### INPUT DATA ###

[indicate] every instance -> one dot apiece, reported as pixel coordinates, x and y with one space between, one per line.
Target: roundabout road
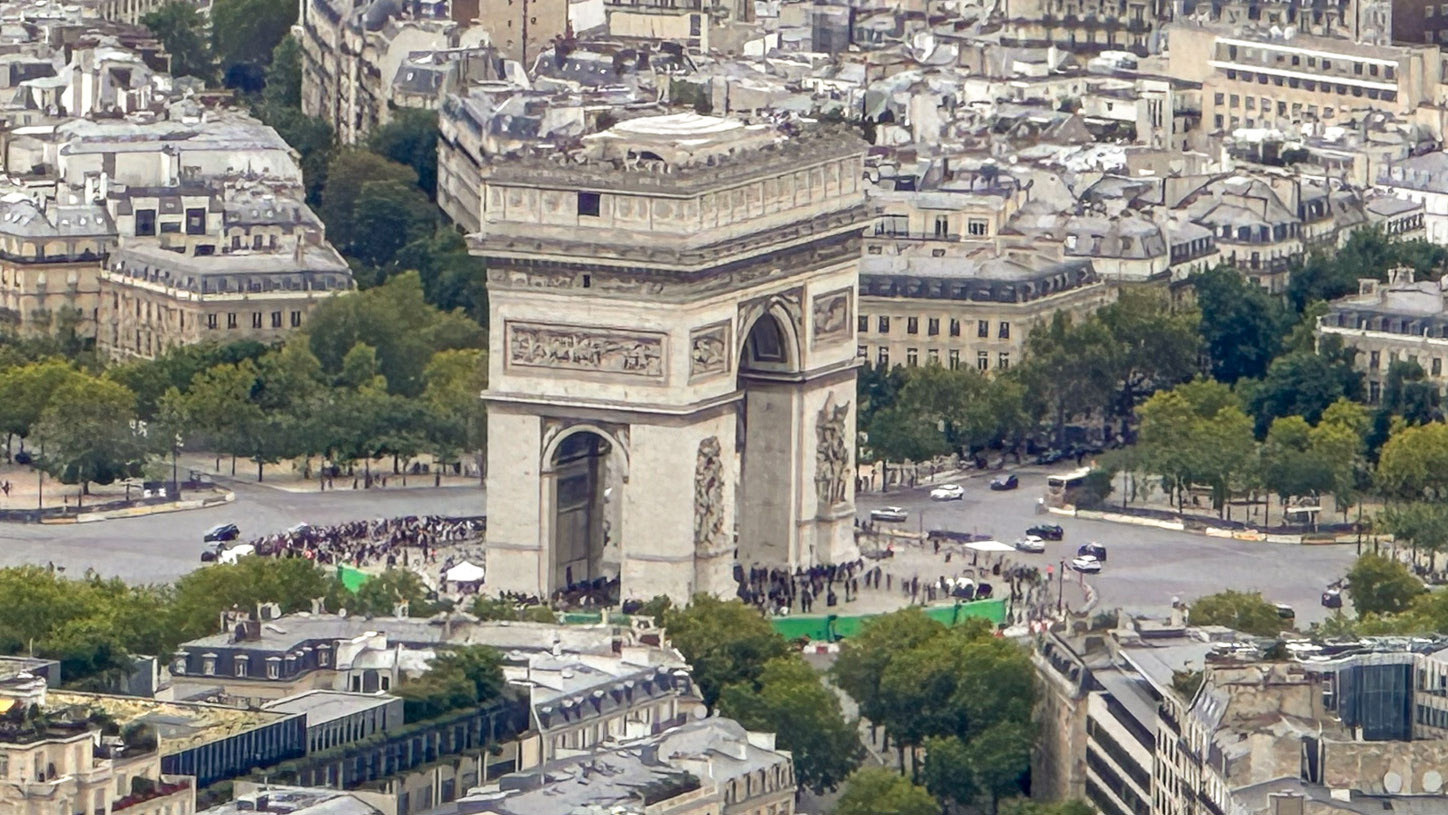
1146 566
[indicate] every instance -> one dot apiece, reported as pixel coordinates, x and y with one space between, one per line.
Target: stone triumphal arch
672 369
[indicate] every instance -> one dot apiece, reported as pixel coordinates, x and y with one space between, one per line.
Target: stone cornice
558 168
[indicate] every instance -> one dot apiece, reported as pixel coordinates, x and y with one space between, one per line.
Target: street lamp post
1060 588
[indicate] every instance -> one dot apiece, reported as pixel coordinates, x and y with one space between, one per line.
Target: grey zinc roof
296 801
326 705
297 628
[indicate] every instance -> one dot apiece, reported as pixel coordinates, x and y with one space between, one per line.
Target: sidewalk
300 475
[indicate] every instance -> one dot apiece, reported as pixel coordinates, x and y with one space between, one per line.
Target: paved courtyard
1146 568
162 547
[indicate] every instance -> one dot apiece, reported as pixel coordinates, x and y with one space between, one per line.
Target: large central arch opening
585 521
768 365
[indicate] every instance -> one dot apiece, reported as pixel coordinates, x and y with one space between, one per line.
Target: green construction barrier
351 578
828 628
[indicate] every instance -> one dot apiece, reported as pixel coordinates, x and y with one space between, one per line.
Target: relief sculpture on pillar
833 456
708 500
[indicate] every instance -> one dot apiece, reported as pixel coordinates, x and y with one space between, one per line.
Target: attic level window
588 204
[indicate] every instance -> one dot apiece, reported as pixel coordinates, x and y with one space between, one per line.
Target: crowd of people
391 542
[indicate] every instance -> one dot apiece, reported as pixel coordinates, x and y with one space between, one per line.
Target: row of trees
1237 333
960 695
1099 366
94 626
375 374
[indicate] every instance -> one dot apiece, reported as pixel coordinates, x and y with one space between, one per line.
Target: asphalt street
162 547
1146 568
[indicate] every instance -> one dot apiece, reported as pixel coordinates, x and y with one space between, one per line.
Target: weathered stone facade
684 290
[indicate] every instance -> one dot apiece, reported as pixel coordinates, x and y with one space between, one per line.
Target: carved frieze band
831 314
575 348
710 351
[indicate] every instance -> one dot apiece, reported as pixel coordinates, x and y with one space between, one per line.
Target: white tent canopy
989 546
465 572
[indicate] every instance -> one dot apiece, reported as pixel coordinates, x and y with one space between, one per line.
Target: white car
236 553
897 514
1030 543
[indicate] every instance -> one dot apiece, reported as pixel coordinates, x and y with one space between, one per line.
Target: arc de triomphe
672 330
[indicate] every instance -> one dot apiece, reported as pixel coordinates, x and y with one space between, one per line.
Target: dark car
1047 531
1005 482
222 533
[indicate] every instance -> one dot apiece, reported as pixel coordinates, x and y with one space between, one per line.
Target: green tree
181 29
313 141
387 216
1382 585
1153 345
28 391
452 278
863 657
1243 326
348 172
1305 384
284 75
245 34
452 382
792 702
411 138
290 582
397 322
726 643
1241 611
876 791
458 678
90 433
382 592
1413 463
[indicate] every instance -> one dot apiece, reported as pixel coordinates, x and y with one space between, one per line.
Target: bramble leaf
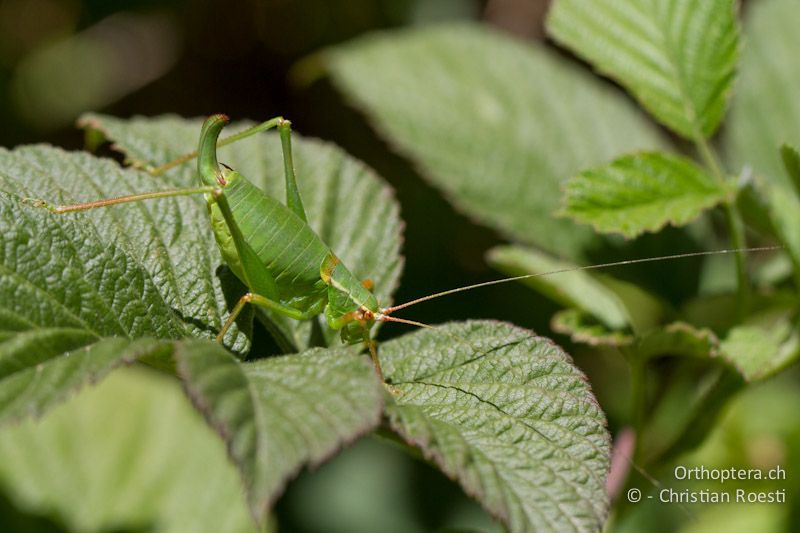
518 120
678 339
282 413
762 348
677 57
508 416
765 111
791 160
585 328
641 192
341 195
73 292
128 455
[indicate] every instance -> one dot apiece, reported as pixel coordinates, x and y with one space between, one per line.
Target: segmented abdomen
288 246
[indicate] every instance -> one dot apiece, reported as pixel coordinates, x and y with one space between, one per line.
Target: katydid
269 246
285 266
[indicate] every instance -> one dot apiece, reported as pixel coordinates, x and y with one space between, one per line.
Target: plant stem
735 226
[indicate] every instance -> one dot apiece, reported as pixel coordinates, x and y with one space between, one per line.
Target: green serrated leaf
783 209
38 368
765 112
791 160
677 57
128 455
641 192
759 349
678 339
517 121
280 414
592 293
507 415
341 195
585 328
72 292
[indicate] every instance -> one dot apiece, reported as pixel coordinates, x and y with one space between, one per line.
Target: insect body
269 246
286 267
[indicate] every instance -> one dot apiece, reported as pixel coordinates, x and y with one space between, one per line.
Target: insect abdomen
286 244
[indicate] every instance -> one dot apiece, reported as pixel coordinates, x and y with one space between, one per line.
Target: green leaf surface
585 328
73 290
641 192
791 160
678 339
763 347
508 416
496 123
280 414
571 288
783 210
128 455
677 57
341 195
765 112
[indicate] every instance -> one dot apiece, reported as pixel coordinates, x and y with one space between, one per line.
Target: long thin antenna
389 310
385 318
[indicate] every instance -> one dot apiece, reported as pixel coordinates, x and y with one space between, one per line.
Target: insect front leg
267 303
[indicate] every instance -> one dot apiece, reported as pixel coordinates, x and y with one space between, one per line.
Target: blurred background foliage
61 58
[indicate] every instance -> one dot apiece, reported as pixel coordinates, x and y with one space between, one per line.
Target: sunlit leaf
128 455
507 415
677 57
282 413
641 192
496 123
585 328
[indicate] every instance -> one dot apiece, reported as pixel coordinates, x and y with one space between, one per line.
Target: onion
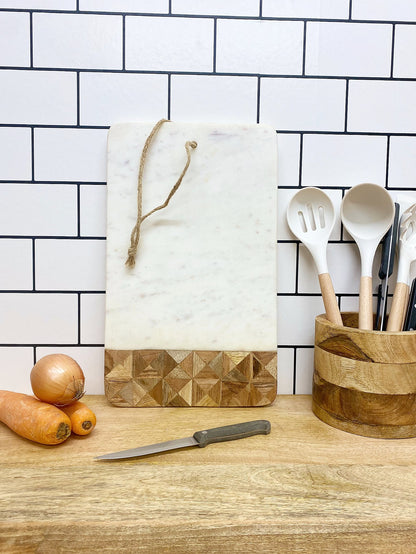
57 379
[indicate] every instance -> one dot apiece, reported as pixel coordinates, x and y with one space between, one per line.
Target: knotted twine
135 234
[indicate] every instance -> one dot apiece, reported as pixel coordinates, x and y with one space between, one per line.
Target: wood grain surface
306 487
184 378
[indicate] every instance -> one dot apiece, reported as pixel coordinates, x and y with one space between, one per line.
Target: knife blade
410 320
386 268
200 438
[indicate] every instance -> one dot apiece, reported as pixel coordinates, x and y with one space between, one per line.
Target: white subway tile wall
335 78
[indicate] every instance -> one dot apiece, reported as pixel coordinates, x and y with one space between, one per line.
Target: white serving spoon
407 255
311 217
367 212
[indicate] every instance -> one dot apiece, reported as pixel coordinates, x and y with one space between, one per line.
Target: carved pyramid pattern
145 378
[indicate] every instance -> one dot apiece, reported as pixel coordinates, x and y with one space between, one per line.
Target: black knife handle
389 245
232 432
410 320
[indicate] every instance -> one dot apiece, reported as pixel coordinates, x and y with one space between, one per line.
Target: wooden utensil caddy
364 382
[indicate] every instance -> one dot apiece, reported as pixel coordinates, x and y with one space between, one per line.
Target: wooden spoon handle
398 307
365 312
329 298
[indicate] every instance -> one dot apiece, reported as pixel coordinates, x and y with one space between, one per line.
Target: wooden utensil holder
364 382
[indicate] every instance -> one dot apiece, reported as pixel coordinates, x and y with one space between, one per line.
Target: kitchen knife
386 268
200 438
410 320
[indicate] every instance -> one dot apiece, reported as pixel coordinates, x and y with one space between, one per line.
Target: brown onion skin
57 379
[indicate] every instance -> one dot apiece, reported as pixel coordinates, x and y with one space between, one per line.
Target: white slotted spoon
407 255
367 212
311 217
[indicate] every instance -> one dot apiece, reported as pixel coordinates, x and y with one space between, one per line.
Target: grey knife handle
232 432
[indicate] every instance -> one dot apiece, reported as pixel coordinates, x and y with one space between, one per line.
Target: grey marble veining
205 273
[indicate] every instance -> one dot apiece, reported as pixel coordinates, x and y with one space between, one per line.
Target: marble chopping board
193 323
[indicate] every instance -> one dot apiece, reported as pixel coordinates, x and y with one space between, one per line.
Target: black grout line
294 368
123 46
258 99
296 270
300 158
78 211
340 132
50 345
34 264
31 38
41 291
347 92
214 50
32 152
387 162
274 76
169 96
78 101
79 318
304 49
393 40
209 16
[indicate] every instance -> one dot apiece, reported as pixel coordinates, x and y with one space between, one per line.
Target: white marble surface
205 274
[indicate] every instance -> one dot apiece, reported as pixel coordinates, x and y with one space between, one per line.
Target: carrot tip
63 431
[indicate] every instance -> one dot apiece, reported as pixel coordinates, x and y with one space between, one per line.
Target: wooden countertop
306 487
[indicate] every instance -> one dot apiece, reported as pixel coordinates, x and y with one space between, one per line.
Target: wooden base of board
183 378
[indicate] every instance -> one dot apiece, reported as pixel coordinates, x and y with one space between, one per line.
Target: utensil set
368 213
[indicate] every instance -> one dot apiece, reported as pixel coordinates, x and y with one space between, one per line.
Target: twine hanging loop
135 234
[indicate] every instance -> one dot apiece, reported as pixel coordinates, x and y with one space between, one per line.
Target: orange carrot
83 419
32 419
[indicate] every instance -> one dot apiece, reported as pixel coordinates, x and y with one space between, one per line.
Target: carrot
32 419
83 419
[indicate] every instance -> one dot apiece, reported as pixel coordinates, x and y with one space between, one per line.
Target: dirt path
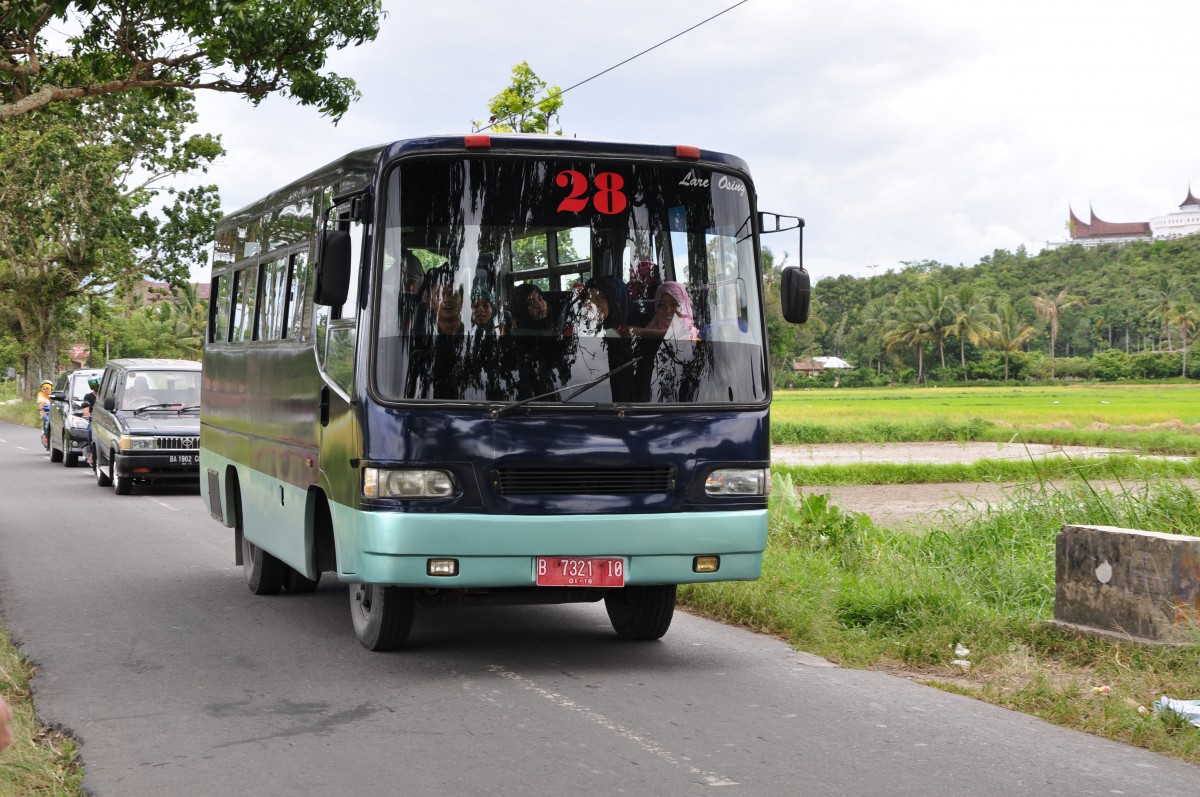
921 504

###

#### THE EXERCISE:
State how many lines of the material above contain the string "stone", counting only matches with the same case, and give that number alone.

#### COMPLETED EXERCISE:
3